**WHAT YOU NEED TO DO:**
Return all of the entries below, word for word. Omit each picture.

**MATERIAL FOR THE TASK:**

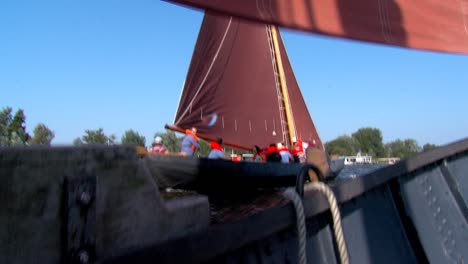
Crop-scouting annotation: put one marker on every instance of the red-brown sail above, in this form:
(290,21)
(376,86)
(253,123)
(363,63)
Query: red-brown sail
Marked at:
(420,24)
(232,89)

**RESULT:**
Crop-scouting annotation: put one marker on every instance of the red-brown sail above, in this form:
(290,21)
(376,86)
(253,123)
(363,63)
Query: red-brown sail
Marked at:
(420,24)
(232,89)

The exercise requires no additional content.